- Description of the task
The response should consist of the records, reproduced exactly.

- Data section

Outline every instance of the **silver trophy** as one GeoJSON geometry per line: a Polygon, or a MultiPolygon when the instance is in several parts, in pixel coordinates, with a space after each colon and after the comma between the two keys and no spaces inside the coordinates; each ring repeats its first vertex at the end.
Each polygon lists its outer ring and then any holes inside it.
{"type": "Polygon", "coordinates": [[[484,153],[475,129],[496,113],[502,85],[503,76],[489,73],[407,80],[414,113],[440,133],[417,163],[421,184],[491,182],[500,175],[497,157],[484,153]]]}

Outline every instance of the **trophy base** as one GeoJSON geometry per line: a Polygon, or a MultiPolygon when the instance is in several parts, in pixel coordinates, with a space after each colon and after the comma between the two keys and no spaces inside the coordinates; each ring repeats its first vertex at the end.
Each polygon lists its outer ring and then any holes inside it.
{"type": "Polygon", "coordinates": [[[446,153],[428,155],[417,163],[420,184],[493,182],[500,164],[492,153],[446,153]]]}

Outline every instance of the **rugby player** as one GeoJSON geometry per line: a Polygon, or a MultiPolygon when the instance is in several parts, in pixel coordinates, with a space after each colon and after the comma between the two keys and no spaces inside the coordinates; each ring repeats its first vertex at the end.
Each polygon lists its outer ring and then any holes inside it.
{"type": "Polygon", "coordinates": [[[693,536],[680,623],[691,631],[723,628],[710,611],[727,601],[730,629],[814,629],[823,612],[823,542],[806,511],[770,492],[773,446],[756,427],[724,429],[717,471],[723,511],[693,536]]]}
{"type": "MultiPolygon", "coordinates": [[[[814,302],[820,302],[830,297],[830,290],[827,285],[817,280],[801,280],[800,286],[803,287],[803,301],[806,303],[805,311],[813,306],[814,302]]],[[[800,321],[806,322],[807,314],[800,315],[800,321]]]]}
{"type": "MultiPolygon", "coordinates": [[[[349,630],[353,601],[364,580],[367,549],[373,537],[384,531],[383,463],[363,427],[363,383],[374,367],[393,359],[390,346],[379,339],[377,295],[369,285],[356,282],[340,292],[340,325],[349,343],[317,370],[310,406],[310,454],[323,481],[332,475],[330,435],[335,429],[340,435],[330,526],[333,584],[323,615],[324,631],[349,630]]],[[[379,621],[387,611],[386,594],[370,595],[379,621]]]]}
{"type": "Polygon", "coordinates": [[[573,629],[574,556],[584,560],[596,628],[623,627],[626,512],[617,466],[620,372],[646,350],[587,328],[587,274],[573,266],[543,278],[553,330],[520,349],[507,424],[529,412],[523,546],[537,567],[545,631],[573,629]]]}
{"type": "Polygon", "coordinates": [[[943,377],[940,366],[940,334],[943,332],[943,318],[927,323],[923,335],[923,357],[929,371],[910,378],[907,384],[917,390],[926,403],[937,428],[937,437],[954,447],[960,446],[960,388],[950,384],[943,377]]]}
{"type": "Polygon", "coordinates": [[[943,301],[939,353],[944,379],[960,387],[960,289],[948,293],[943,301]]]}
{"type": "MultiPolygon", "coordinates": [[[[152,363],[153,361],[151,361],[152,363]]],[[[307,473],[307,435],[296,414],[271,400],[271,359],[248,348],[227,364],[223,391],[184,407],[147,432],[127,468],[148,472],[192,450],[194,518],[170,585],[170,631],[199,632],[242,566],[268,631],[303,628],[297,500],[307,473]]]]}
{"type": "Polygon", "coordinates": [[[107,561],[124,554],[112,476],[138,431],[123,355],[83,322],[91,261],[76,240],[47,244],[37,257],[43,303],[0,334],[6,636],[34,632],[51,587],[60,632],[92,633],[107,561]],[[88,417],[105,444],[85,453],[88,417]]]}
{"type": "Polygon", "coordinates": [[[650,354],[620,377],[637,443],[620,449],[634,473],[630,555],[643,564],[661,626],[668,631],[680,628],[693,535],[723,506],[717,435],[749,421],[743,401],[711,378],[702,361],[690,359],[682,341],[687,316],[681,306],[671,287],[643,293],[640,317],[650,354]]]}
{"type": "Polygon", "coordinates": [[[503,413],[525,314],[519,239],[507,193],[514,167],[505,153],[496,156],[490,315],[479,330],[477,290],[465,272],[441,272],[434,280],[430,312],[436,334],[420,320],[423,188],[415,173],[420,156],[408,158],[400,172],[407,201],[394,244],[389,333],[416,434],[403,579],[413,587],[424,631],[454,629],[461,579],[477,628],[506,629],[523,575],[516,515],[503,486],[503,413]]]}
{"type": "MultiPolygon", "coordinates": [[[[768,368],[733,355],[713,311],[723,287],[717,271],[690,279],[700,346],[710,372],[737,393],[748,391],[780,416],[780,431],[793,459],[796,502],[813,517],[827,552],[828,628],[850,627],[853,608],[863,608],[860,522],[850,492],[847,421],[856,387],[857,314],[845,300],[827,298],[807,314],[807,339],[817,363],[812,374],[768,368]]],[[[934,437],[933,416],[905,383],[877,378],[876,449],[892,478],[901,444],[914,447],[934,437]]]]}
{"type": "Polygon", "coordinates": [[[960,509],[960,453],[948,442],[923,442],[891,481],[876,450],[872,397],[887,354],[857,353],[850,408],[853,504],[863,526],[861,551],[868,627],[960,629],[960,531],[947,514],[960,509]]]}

- Output below
Outline every instance of the **silver trophy** as one GeoJSON geometry per line: a Polygon, or a MultiPolygon when the instance is in several parts, in pixel coordinates, with a space after each colon and after the comma between the two keys and no spaces inside the coordinates; each ring repeats its first vertex at the end.
Each polygon lists its outer ring and then any holes inside it.
{"type": "Polygon", "coordinates": [[[484,153],[475,129],[496,113],[502,85],[503,76],[489,73],[407,80],[414,113],[440,133],[417,163],[421,184],[491,182],[500,175],[497,157],[484,153]]]}

Outline every instance of the **trophy base** as one GeoJSON geometry per line: a Polygon, or a MultiPolygon when the instance is in several parts, in pixel coordinates, with a space after each colon and after the comma between the two keys and no spaces inside the coordinates; each ring repeats its first vertex at the end.
Each polygon lists its outer ring and then any holes inside it.
{"type": "Polygon", "coordinates": [[[446,153],[428,155],[417,163],[420,184],[493,182],[500,164],[492,153],[446,153]]]}

Outline every instance of the **rugby player** as one GeoJSON geometry per line: a Polygon, or a MultiPolygon when the instance is in several parts, in pixel coordinates, with a space after each colon and after the comma between the two keys and no spaces inside the coordinates; each ring repeats its first vertex at the end.
Each polygon lists its outer ring and then any holes inside it.
{"type": "Polygon", "coordinates": [[[693,536],[680,623],[691,631],[723,628],[710,611],[727,601],[730,629],[814,629],[823,612],[823,542],[806,511],[770,492],[773,446],[756,427],[724,429],[717,471],[723,511],[693,536]]]}
{"type": "MultiPolygon", "coordinates": [[[[814,302],[820,302],[830,297],[830,290],[827,285],[817,280],[801,280],[800,286],[803,287],[803,301],[806,303],[805,311],[813,306],[814,302]]],[[[800,321],[806,322],[807,314],[800,315],[800,321]]]]}
{"type": "MultiPolygon", "coordinates": [[[[349,630],[353,601],[364,580],[367,549],[373,537],[384,531],[383,463],[363,427],[363,383],[374,367],[393,359],[390,346],[379,339],[377,295],[369,285],[356,282],[340,292],[340,325],[349,343],[317,370],[310,406],[310,454],[323,481],[332,475],[330,435],[335,429],[340,435],[330,526],[333,584],[323,615],[324,631],[349,630]]],[[[379,621],[387,611],[386,594],[370,595],[379,621]]]]}
{"type": "Polygon", "coordinates": [[[573,629],[574,556],[584,560],[596,628],[623,627],[626,512],[617,466],[620,372],[646,350],[587,328],[587,274],[573,266],[543,278],[553,330],[520,349],[507,424],[529,412],[523,546],[537,567],[545,631],[573,629]]]}
{"type": "Polygon", "coordinates": [[[943,377],[940,366],[940,334],[943,332],[943,318],[927,323],[923,335],[923,357],[929,371],[910,378],[907,384],[917,390],[926,403],[937,428],[937,437],[954,447],[960,446],[960,388],[950,384],[943,377]]]}
{"type": "Polygon", "coordinates": [[[943,301],[939,353],[944,379],[960,387],[960,289],[948,293],[943,301]]]}
{"type": "MultiPolygon", "coordinates": [[[[152,363],[153,361],[151,361],[152,363]]],[[[307,473],[307,435],[296,414],[271,400],[271,359],[248,348],[227,364],[223,391],[184,407],[147,432],[127,468],[148,472],[192,450],[194,518],[170,585],[170,631],[199,632],[242,566],[268,631],[303,628],[297,500],[307,473]]]]}
{"type": "Polygon", "coordinates": [[[107,561],[124,554],[112,476],[138,431],[123,355],[83,322],[91,261],[76,240],[47,244],[37,257],[43,303],[0,334],[6,636],[34,632],[51,587],[60,632],[92,633],[107,561]],[[88,417],[105,444],[85,453],[88,417]]]}
{"type": "Polygon", "coordinates": [[[650,354],[620,377],[637,443],[620,449],[634,473],[630,555],[643,564],[661,626],[668,631],[680,628],[693,535],[723,506],[717,435],[749,421],[743,401],[711,378],[702,361],[690,359],[682,341],[687,316],[681,306],[671,287],[643,293],[640,317],[650,354]]]}
{"type": "Polygon", "coordinates": [[[503,413],[525,314],[519,239],[507,193],[514,167],[505,153],[496,156],[490,315],[479,330],[477,290],[465,272],[441,272],[434,280],[430,312],[436,334],[420,320],[423,188],[415,173],[420,156],[408,158],[400,172],[407,201],[394,244],[389,333],[416,434],[403,579],[413,587],[424,631],[454,629],[461,579],[477,628],[506,629],[523,575],[516,515],[503,486],[503,413]]]}
{"type": "MultiPolygon", "coordinates": [[[[768,368],[733,355],[713,311],[723,287],[717,271],[690,279],[700,346],[710,372],[737,393],[748,391],[780,416],[780,431],[793,459],[796,502],[813,517],[827,552],[828,628],[850,627],[853,608],[863,608],[860,522],[850,492],[847,421],[856,387],[857,314],[845,300],[827,298],[807,314],[807,339],[817,363],[812,374],[768,368]]],[[[934,437],[933,416],[905,383],[877,378],[876,449],[892,478],[901,444],[914,447],[934,437]]]]}
{"type": "Polygon", "coordinates": [[[960,509],[960,453],[948,442],[923,442],[891,481],[876,450],[872,397],[887,354],[857,353],[850,408],[853,504],[863,526],[861,551],[868,627],[960,629],[960,531],[947,514],[960,509]]]}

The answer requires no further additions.